PROBLEM DETAILS = Reproduce every one of the following records verbatim, omitting the pictures.
── DATA SECTION ──
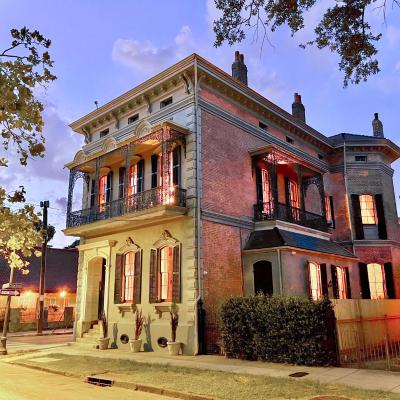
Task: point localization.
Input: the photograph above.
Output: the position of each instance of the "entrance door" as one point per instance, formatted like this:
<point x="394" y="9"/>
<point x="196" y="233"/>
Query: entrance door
<point x="101" y="290"/>
<point x="262" y="271"/>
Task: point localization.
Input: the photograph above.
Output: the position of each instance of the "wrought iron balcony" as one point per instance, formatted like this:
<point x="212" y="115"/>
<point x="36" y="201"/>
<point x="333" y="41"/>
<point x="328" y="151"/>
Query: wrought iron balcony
<point x="160" y="196"/>
<point x="269" y="212"/>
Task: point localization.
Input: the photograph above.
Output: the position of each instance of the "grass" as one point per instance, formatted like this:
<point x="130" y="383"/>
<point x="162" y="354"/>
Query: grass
<point x="221" y="385"/>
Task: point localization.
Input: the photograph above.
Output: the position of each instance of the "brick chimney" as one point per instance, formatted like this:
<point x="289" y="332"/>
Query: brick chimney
───
TASK ANSWER =
Task: point localization.
Input: the photograph above.
Output: the position of each instance of the "entrance door" as one point per instance, formatted like this:
<point x="394" y="9"/>
<point x="196" y="233"/>
Query: entrance door
<point x="101" y="290"/>
<point x="262" y="271"/>
Task: point localization.
Input: the photograph above.
Output: the position of each instance of the "wrought iron balcony" as one point per instance, formatted like this:
<point x="212" y="115"/>
<point x="36" y="201"/>
<point x="333" y="41"/>
<point x="328" y="151"/>
Query: wrought iron balcony
<point x="160" y="196"/>
<point x="269" y="212"/>
Task: point localization.
Input: the photograph above.
Output: the position of each instance of the "grass" as one point per instance, formatted like this:
<point x="130" y="383"/>
<point x="162" y="354"/>
Query: grass
<point x="221" y="385"/>
Task: point localization.
Input: the photograph above.
Output: the position of each instance of the "brick chimney" as one point per instance, formatted like this:
<point x="289" y="332"/>
Query: brick chimney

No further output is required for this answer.